Word for word, repeat all of the entries.

-=-=-

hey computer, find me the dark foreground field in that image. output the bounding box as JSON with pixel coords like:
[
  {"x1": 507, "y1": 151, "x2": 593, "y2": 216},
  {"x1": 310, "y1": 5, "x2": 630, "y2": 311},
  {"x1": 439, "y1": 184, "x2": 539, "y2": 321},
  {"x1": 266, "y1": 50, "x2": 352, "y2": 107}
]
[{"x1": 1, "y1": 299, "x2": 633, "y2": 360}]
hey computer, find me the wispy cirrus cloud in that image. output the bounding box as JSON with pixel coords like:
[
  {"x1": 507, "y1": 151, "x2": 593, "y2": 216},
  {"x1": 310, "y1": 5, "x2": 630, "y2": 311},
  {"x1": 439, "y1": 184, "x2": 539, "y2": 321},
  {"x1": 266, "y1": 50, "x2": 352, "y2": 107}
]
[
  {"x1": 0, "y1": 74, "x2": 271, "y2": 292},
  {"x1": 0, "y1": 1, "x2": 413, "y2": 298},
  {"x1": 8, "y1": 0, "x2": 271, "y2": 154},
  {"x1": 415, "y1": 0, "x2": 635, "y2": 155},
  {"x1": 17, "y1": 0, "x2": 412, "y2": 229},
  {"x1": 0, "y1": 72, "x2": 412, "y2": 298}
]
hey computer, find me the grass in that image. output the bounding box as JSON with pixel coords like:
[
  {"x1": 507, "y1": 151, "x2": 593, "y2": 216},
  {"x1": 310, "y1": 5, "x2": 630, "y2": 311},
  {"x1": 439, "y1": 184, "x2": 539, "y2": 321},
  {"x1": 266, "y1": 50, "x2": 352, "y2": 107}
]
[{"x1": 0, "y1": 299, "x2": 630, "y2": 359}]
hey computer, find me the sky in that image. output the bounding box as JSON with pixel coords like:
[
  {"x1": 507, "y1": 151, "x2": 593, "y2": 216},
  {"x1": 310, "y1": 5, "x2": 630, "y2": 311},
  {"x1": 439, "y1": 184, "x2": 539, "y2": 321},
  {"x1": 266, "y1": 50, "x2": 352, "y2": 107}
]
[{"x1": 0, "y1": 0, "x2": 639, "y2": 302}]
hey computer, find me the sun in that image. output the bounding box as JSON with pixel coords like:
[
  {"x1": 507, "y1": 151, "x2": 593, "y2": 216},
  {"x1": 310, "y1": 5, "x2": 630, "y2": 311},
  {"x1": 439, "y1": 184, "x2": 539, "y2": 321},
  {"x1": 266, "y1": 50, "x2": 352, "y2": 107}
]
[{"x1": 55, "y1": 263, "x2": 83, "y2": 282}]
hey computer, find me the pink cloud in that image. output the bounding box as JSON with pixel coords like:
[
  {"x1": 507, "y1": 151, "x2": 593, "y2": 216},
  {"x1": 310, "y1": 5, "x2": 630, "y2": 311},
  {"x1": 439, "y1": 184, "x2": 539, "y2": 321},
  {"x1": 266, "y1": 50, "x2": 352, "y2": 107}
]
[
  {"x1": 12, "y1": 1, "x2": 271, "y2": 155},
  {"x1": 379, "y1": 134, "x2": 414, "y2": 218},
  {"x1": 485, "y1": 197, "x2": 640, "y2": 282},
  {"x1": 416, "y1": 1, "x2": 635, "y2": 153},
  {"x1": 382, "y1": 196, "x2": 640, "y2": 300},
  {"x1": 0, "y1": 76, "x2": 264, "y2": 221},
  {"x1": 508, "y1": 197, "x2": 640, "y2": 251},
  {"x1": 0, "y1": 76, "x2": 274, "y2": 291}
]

-=-=-

> **Output of the task**
hey computer, find me the dark foreground field in that image. output the bounding box as JSON with pixel coords like:
[
  {"x1": 507, "y1": 151, "x2": 593, "y2": 216},
  {"x1": 310, "y1": 5, "x2": 630, "y2": 311},
  {"x1": 439, "y1": 184, "x2": 539, "y2": 321},
  {"x1": 266, "y1": 50, "x2": 352, "y2": 107}
]
[{"x1": 1, "y1": 299, "x2": 633, "y2": 360}]
hey computer, find me the wispy cirrus cloud in that image. output the bounding box as JSON with pixel coords like:
[
  {"x1": 507, "y1": 151, "x2": 593, "y2": 216},
  {"x1": 310, "y1": 5, "x2": 630, "y2": 311},
  {"x1": 439, "y1": 184, "x2": 539, "y2": 321},
  {"x1": 266, "y1": 50, "x2": 352, "y2": 107}
]
[
  {"x1": 0, "y1": 74, "x2": 271, "y2": 292},
  {"x1": 0, "y1": 1, "x2": 413, "y2": 298},
  {"x1": 8, "y1": 0, "x2": 271, "y2": 154},
  {"x1": 415, "y1": 0, "x2": 635, "y2": 155},
  {"x1": 17, "y1": 0, "x2": 412, "y2": 229},
  {"x1": 0, "y1": 72, "x2": 412, "y2": 298}
]
hey computer, find me the grass in that image. output the bounding box as JSON with pixel coords like:
[
  {"x1": 507, "y1": 151, "x2": 593, "y2": 216},
  {"x1": 310, "y1": 5, "x2": 630, "y2": 311},
  {"x1": 439, "y1": 184, "x2": 539, "y2": 321},
  {"x1": 266, "y1": 50, "x2": 352, "y2": 107}
]
[{"x1": 0, "y1": 299, "x2": 630, "y2": 359}]
hey computer, find me the sky in that image. output the bounding box as JSON with pixel coords like:
[
  {"x1": 507, "y1": 151, "x2": 593, "y2": 216},
  {"x1": 310, "y1": 5, "x2": 630, "y2": 311},
  {"x1": 439, "y1": 184, "x2": 539, "y2": 321},
  {"x1": 266, "y1": 50, "x2": 352, "y2": 107}
]
[{"x1": 0, "y1": 0, "x2": 639, "y2": 302}]
hey computer, find me the sun in that image. output the bounding box as JSON with pixel coords like:
[
  {"x1": 507, "y1": 151, "x2": 593, "y2": 216},
  {"x1": 310, "y1": 5, "x2": 630, "y2": 311},
  {"x1": 439, "y1": 184, "x2": 539, "y2": 321},
  {"x1": 266, "y1": 50, "x2": 352, "y2": 107}
]
[{"x1": 55, "y1": 263, "x2": 83, "y2": 282}]
hey computer, find me the pink cloud in that image. output the bounding box as JSON with pixel coords like:
[
  {"x1": 507, "y1": 151, "x2": 593, "y2": 216},
  {"x1": 310, "y1": 5, "x2": 630, "y2": 311},
  {"x1": 439, "y1": 184, "x2": 539, "y2": 321},
  {"x1": 266, "y1": 50, "x2": 352, "y2": 107}
]
[
  {"x1": 12, "y1": 1, "x2": 271, "y2": 155},
  {"x1": 379, "y1": 134, "x2": 414, "y2": 218},
  {"x1": 485, "y1": 197, "x2": 640, "y2": 282},
  {"x1": 416, "y1": 1, "x2": 635, "y2": 153},
  {"x1": 382, "y1": 196, "x2": 640, "y2": 300},
  {"x1": 0, "y1": 76, "x2": 264, "y2": 221},
  {"x1": 508, "y1": 197, "x2": 640, "y2": 251},
  {"x1": 0, "y1": 76, "x2": 274, "y2": 291}
]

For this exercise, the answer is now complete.